* **Dataset records**

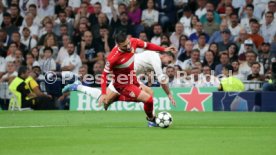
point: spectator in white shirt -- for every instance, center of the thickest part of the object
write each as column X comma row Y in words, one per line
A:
column 245, row 20
column 235, row 26
column 149, row 15
column 157, row 31
column 47, row 63
column 63, row 53
column 186, row 18
column 33, row 10
column 245, row 67
column 2, row 66
column 46, row 9
column 30, row 61
column 174, row 38
column 190, row 63
column 73, row 62
column 268, row 29
column 29, row 19
column 201, row 8
column 27, row 39
column 202, row 46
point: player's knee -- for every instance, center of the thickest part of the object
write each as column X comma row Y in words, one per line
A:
column 149, row 101
column 150, row 92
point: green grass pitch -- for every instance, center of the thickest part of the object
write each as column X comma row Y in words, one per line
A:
column 126, row 133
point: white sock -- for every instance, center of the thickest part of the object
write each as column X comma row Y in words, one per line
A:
column 94, row 92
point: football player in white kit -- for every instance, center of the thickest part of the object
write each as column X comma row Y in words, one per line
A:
column 143, row 62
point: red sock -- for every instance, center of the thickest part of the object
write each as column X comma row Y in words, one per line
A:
column 148, row 107
column 125, row 98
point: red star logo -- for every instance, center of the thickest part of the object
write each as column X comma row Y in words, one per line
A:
column 194, row 99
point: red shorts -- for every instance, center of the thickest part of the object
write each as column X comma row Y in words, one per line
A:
column 130, row 92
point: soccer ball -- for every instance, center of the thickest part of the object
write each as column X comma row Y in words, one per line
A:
column 164, row 119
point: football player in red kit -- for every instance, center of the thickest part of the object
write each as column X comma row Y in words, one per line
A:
column 120, row 62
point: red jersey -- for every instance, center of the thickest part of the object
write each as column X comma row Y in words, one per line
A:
column 122, row 64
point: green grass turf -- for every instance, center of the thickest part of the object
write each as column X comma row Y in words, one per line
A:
column 125, row 133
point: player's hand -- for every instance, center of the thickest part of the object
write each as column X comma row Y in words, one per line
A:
column 171, row 48
column 172, row 100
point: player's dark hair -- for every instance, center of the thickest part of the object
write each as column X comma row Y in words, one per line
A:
column 48, row 48
column 256, row 63
column 120, row 37
column 250, row 6
column 32, row 6
column 228, row 67
column 22, row 70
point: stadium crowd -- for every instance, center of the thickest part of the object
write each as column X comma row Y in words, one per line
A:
column 77, row 35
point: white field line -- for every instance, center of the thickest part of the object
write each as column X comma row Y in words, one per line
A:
column 32, row 126
column 173, row 126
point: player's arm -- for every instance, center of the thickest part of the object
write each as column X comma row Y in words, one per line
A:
column 154, row 47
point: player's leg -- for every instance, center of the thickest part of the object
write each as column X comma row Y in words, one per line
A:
column 93, row 92
column 146, row 89
column 110, row 98
column 135, row 93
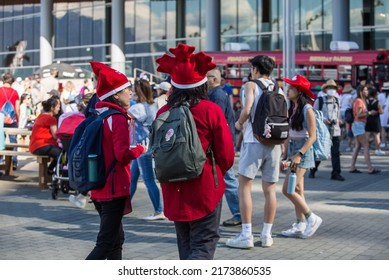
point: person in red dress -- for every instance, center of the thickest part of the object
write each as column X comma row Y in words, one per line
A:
column 43, row 140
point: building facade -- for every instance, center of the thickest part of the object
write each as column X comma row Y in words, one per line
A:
column 82, row 30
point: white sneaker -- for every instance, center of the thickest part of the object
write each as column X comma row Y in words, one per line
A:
column 266, row 241
column 241, row 242
column 296, row 230
column 79, row 200
column 379, row 153
column 155, row 216
column 312, row 226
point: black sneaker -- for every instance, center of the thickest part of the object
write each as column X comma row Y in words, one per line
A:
column 337, row 177
column 232, row 222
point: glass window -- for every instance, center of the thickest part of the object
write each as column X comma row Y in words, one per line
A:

* **Given problem**
Reproduce word for word the part of the records that opens with the line containing "point: person in" and runs through the end of the records.

* **Full answer**
point: person in red dress -- for every instance, center of the thickest part of the object
write each as column X comma row Y in words, one per line
A:
column 43, row 140
point: building facade -- for every instance, center of the thickest part of the object
write each as column X comma row Y in words, one per line
A:
column 82, row 30
point: white sneaker -- for every instance, center of the thickest part of the object
write each as column X comma row Y in words, one per line
A:
column 266, row 241
column 241, row 242
column 296, row 230
column 79, row 200
column 379, row 153
column 155, row 216
column 312, row 226
point: black sneaker -- for every instance, center of the thickest part of the object
write each as column X comma row Y in words, one per line
A:
column 337, row 177
column 232, row 222
point: glass window -- for every instance, center of the thickest part of the object
write each as column X comma row Y in words, one per line
A:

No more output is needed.